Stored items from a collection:
--------

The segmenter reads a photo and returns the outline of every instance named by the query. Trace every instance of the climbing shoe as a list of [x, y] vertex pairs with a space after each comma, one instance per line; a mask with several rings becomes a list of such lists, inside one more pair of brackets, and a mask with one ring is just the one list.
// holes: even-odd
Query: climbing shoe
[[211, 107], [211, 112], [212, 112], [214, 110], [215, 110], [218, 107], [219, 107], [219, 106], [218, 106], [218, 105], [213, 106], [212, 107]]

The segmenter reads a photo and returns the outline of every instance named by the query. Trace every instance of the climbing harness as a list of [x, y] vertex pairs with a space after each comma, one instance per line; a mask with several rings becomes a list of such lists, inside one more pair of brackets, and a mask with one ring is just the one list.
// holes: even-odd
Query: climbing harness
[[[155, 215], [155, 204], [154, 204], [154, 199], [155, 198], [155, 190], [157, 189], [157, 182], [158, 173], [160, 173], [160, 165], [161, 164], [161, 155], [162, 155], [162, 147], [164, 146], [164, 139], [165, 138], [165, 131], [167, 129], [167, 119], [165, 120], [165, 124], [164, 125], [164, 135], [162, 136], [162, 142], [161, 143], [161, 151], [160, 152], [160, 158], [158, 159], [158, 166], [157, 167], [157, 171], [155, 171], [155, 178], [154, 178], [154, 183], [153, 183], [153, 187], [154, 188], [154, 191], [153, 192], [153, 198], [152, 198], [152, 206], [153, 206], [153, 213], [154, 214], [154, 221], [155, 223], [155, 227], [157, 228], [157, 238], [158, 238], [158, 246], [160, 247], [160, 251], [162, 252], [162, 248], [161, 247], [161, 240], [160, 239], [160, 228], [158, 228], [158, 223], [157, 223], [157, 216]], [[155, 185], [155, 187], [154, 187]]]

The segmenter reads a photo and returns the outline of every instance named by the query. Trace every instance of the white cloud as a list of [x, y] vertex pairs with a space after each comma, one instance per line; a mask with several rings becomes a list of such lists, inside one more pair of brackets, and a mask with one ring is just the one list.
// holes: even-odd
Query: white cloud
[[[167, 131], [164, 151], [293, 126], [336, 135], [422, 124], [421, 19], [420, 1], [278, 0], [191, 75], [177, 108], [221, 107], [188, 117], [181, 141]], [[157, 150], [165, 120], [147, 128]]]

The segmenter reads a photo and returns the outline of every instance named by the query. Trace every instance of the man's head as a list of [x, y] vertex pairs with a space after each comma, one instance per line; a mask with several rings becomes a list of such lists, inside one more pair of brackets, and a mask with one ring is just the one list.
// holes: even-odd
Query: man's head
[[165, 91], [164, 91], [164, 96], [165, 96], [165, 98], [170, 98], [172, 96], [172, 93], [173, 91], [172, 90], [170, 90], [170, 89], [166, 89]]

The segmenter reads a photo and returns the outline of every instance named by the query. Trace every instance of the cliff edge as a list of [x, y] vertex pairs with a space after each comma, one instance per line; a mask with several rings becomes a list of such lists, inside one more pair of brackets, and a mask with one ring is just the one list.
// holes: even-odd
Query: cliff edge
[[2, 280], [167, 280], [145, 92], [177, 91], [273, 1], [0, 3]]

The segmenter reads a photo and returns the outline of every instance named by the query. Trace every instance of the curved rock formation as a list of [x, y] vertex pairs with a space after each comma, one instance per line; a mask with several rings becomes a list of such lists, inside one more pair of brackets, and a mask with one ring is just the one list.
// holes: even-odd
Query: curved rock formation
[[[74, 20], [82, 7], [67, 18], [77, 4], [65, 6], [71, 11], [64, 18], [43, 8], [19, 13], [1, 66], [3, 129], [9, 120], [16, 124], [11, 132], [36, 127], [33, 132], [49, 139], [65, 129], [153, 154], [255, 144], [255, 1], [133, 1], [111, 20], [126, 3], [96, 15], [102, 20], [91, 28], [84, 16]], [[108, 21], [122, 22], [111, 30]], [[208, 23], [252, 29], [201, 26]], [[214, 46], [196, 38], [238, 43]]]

--------

(THE PROBLEM) Rewrite the data above as a Markdown table with the columns "No." and "Text". Give each non-blank line its own row and number the rows in order.

(RESULT OF THE EXERCISE)
| No. | Text |
|---|---|
| 1 | The segmenter reads a photo and returns the outline of every instance named by the query. Trace every instance of the climbing shoe as a list of [x, y] vertex pairs with a space after each comma, one instance per line; a mask with several rings becomes a list of such lists, inside one more pair of brackets, and a mask with one ring is just the one list. |
| 2 | // holes: even-odd |
| 3 | Query: climbing shoe |
| 4 | [[211, 107], [211, 112], [212, 112], [214, 110], [215, 110], [218, 107], [219, 107], [219, 106], [218, 106], [218, 105], [213, 106], [212, 107]] |
| 5 | The segmenter reads a photo and returns the outline of every instance named by the query. Trace every instance of the climbing harness as a list of [x, y] vertex pairs with a space after each comma, one instance per line; a mask with several rings becomes a list of such lists, inside one more pair of brackets, and a mask with one ring is just the one list. |
| 6 | // holes: even-odd |
| 7 | Query: climbing harness |
| 8 | [[[155, 215], [155, 204], [154, 204], [154, 199], [155, 198], [155, 190], [157, 189], [157, 182], [158, 173], [160, 173], [160, 165], [161, 164], [161, 155], [162, 155], [162, 147], [164, 146], [164, 139], [165, 138], [165, 131], [167, 129], [167, 119], [165, 120], [165, 124], [164, 125], [164, 135], [162, 136], [162, 142], [161, 143], [161, 151], [160, 152], [160, 158], [158, 159], [158, 166], [157, 167], [157, 171], [155, 171], [155, 178], [154, 178], [154, 183], [153, 183], [153, 187], [154, 188], [154, 191], [153, 192], [153, 198], [152, 198], [152, 206], [153, 206], [153, 213], [154, 214], [154, 221], [155, 223], [155, 227], [157, 228], [157, 238], [158, 238], [158, 246], [160, 247], [160, 251], [162, 252], [162, 248], [161, 247], [161, 240], [160, 239], [160, 228], [158, 228], [158, 223], [157, 223], [157, 216]], [[155, 185], [155, 187], [154, 187]]] |
| 9 | The segmenter reads a photo and returns the outline of every instance named by the query. Trace every instance of the white cloud as a list of [x, y] vertex pairs with a space after each comma, one instance per line; a mask with several rings becomes a list of such lists, inside one more pair of brackets, and a mask with one ring is just the one list. |
| 10 | // holes: even-odd |
| 11 | Query: white cloud |
| 12 | [[[167, 131], [164, 151], [293, 126], [336, 135], [422, 124], [421, 19], [420, 1], [278, 0], [191, 75], [177, 108], [221, 107], [188, 117], [181, 141]], [[157, 150], [165, 120], [147, 128]]] |
| 13 | The segmenter reads a photo and returns the outline of every instance named by the query. Trace every instance of the man's head as a list of [x, y] vertex pairs with a space after each comma, one instance per line; a mask with several rings becomes a list of such lists, inside one more pair of brackets, and a mask with one ring is just the one list. |
| 14 | // holes: even-odd |
| 15 | Query: man's head |
| 16 | [[165, 91], [164, 91], [164, 96], [165, 96], [165, 98], [170, 98], [172, 96], [172, 93], [173, 91], [172, 90], [170, 90], [170, 89], [166, 89]] |
| 17 | The segmenter reads a photo and returns the outline of every instance named by the query. Trace every instance of the cliff edge as a list of [x, y] vertex pairs with a space after each comma, one instance per line; a mask with several rings becomes a list of such lists, inside one more pair of brackets, and a mask with one ring is just the one list. |
| 18 | // holes: even-odd |
| 19 | Query: cliff edge |
| 20 | [[2, 280], [167, 280], [145, 92], [177, 91], [273, 1], [0, 3]] |
| 21 | The segmenter reads a photo and returns the outline of every instance named by the query. Trace every instance of the curved rock formation as a list of [x, y] vertex pairs with a space after each comma, one instance per line; a mask with several rings becomes a list of such lists, inside one more pair of brackets, and a mask with one ring is just the one list. |
| 22 | // holes: even-odd |
| 23 | Query: curved rock formation |
| 24 | [[[74, 20], [82, 7], [67, 18], [77, 4], [65, 6], [71, 11], [64, 18], [43, 8], [19, 13], [1, 66], [3, 129], [9, 120], [16, 124], [11, 132], [36, 127], [33, 132], [49, 139], [65, 129], [153, 154], [255, 144], [255, 1], [133, 1], [111, 20], [126, 3], [96, 15], [102, 20], [91, 28], [84, 16]], [[108, 21], [122, 22], [111, 30]], [[208, 23], [252, 29], [201, 26]], [[214, 46], [196, 38], [238, 43]]] |